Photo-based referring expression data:
════════════════════
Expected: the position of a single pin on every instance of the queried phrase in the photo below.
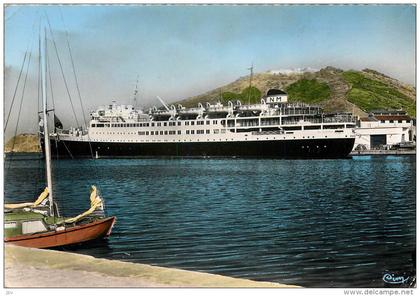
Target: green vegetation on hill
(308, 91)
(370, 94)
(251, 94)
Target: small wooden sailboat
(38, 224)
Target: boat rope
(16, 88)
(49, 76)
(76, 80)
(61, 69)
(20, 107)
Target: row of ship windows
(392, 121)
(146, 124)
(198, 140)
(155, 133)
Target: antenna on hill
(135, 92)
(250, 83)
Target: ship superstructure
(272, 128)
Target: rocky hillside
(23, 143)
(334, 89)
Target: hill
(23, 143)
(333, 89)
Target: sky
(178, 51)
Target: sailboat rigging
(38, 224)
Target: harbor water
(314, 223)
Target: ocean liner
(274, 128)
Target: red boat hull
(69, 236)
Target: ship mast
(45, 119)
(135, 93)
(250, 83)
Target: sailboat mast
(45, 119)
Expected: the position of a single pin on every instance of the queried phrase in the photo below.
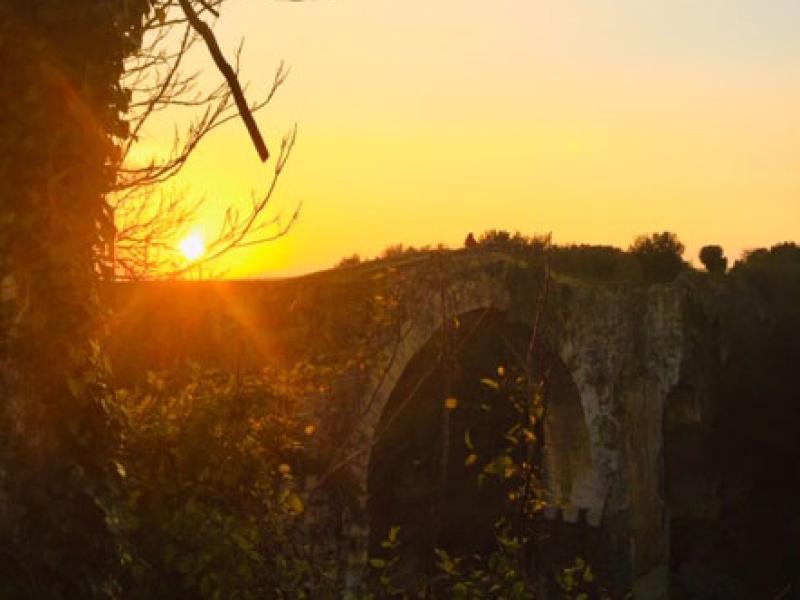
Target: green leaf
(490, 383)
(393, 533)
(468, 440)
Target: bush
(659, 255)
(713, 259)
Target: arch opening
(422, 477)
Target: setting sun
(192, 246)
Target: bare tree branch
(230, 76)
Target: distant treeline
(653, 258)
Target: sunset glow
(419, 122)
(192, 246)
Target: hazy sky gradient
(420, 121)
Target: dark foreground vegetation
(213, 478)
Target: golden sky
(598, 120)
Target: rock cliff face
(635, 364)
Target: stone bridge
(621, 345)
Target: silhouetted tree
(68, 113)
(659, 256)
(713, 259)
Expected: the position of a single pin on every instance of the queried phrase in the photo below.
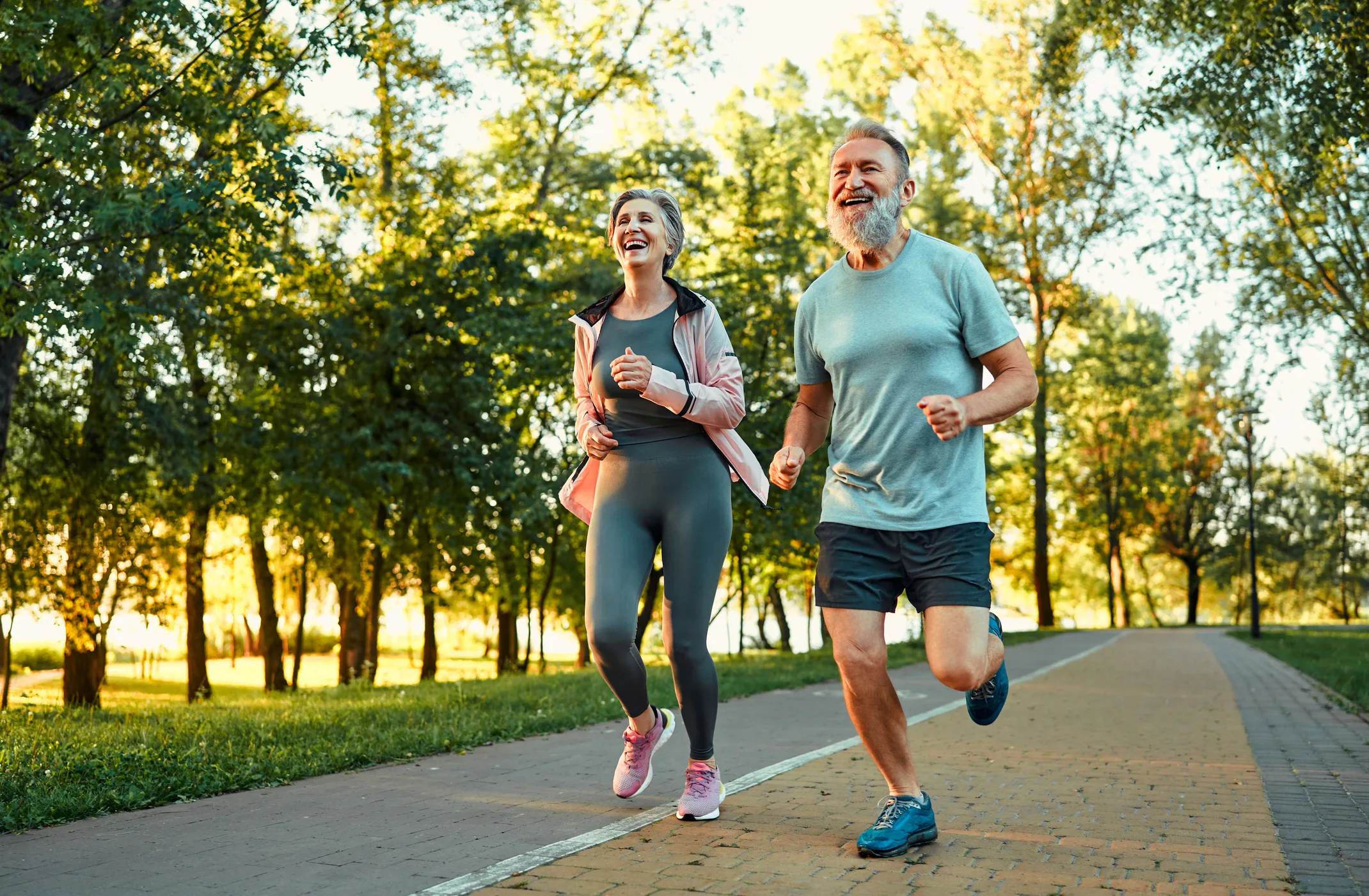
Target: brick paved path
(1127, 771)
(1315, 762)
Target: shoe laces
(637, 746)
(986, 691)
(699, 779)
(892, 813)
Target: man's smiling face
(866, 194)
════════════════════
_Required work:_
In the copy, leave out the pictures and restate the records exactly.

_Reply:_
Expected: the position of a single pin on every instance of the queried phrase in the photo below.
Target: green vegetation on hill
(308, 91)
(370, 94)
(251, 94)
Target: small wooden sailboat
(38, 224)
Target: boat rope
(16, 88)
(49, 76)
(76, 80)
(61, 69)
(20, 107)
Target: row of ship windows
(392, 121)
(146, 124)
(198, 140)
(155, 133)
Target: antenna on hill
(135, 92)
(250, 83)
Target: ship superstructure
(272, 128)
Target: rocky hillside
(23, 143)
(334, 89)
Target: hill
(23, 143)
(333, 89)
Target: sky
(178, 51)
Target: sailboat rigging
(38, 224)
Target: harbor water
(314, 223)
Target: ocean liner
(274, 128)
Target: red boat hull
(69, 236)
Target: ship mast
(45, 119)
(135, 93)
(250, 83)
Target: sailboat mast
(45, 119)
Expected: the position of a single pin on every instance of the queried phrase in the photo below.
Target: green leaf
(490, 383)
(393, 533)
(468, 440)
Target: bush
(659, 255)
(713, 259)
Target: arch opening
(422, 477)
Target: setting sun
(192, 246)
Target: bare tree branch
(230, 76)
Target: distant treeline
(653, 258)
Target: sunset glow
(419, 122)
(192, 246)
Target: hazy sky gradient
(420, 121)
Target: dark foreground vegetation
(213, 478)
Target: golden sky
(598, 120)
Target: rock cliff face
(635, 364)
Target: stone bridge
(621, 345)
Target: silhouetted tree
(68, 113)
(659, 256)
(713, 259)
Expected: the position of a single pin on every instance of the queried phrase in the photo below.
Target: brick paved path
(1127, 771)
(1315, 762)
Target: shoe laces
(637, 746)
(986, 691)
(699, 779)
(892, 813)
Target: man's smiling face
(866, 194)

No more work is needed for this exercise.